§ **Problem to work on**:
Write out again the part of the listing starting at the line that contains "segment --target forested" and ending at the end of the listing, requests included, and shift every coordinate in the answers by adding 8 to it.
[Given records start]
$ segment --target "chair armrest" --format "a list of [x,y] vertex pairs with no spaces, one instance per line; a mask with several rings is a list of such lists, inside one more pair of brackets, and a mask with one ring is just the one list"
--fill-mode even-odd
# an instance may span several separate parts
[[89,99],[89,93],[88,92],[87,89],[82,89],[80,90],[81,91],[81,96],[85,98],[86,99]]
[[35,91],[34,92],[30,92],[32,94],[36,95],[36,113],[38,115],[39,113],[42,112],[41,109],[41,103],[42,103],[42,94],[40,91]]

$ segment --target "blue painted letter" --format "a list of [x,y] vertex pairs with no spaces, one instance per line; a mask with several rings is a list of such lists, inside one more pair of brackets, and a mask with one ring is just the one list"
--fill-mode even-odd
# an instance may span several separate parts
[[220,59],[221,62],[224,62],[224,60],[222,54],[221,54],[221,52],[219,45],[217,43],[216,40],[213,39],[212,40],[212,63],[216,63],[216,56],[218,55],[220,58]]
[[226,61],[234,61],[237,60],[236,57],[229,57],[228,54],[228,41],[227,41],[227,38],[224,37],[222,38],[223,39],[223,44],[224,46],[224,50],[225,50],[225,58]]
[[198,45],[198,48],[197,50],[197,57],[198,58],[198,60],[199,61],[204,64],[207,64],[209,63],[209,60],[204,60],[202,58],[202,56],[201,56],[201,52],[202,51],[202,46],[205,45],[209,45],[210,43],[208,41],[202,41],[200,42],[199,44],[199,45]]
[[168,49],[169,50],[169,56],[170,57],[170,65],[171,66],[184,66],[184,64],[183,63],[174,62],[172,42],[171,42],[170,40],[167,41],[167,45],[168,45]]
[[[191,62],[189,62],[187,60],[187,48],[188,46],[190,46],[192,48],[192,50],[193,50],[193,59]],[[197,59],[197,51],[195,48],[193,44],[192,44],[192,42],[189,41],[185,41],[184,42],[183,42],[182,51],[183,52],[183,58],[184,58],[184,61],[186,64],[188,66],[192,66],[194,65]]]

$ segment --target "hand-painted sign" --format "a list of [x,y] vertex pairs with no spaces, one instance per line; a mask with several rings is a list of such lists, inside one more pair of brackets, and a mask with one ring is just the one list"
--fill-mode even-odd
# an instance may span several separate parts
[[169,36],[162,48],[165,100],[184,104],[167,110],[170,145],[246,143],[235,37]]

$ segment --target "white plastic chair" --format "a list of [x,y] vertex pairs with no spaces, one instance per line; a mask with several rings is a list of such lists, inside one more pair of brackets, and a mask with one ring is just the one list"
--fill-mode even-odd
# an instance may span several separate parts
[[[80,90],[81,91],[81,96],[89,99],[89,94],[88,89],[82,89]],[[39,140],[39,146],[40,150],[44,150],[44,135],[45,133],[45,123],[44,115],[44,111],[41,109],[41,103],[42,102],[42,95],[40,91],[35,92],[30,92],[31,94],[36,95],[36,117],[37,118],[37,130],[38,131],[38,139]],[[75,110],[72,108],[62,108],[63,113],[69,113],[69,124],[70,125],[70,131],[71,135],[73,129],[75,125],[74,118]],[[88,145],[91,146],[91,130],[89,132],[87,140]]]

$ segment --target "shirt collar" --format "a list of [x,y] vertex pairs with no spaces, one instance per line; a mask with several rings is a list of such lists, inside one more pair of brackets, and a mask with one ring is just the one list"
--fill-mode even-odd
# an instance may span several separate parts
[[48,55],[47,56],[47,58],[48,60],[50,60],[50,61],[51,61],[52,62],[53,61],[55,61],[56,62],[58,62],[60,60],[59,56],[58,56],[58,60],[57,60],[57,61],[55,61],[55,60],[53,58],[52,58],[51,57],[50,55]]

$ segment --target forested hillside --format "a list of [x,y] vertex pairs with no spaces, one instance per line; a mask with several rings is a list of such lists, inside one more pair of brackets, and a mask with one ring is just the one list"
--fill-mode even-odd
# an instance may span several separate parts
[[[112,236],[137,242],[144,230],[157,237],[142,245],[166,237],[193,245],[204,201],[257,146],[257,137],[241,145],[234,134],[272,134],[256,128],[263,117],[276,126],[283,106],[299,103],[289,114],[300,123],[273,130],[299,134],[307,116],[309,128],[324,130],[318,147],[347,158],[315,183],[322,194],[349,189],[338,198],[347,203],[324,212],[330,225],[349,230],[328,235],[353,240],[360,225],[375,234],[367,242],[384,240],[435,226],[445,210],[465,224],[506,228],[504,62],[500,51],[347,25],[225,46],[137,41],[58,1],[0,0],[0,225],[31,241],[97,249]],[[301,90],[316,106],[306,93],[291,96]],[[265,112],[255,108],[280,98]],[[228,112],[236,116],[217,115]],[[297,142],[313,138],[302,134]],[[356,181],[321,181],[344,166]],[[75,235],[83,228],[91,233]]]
[Given records end]
§ **Written answer**:
$ segment --target forested hillside --format "a list of [x,y] vertex pairs with no spaces, one instance per line; a mask with several rings is a list of such lists, inside one more pair of brackets, and a mask with one ring is just the one list"
--fill-mode even-odd
# an instance may span several separate parts
[[[120,244],[145,250],[152,238],[165,245],[150,253],[174,245],[201,253],[212,209],[265,154],[265,145],[249,153],[242,142],[280,142],[264,136],[271,125],[284,134],[291,114],[307,111],[297,122],[308,131],[281,138],[307,142],[315,124],[317,136],[332,138],[326,155],[355,166],[323,191],[330,202],[357,197],[346,206],[355,211],[332,220],[338,233],[357,238],[336,243],[361,248],[368,233],[383,242],[375,250],[392,248],[443,234],[453,218],[473,232],[514,236],[512,70],[508,59],[355,33],[233,54],[145,49],[66,9],[8,8],[8,233],[39,249],[105,257]],[[309,98],[324,114],[314,101],[299,104]],[[273,120],[263,116],[288,106]],[[236,120],[244,124],[225,123]],[[305,150],[321,146],[310,142]],[[364,189],[329,189],[352,174]],[[83,243],[91,236],[99,241]]]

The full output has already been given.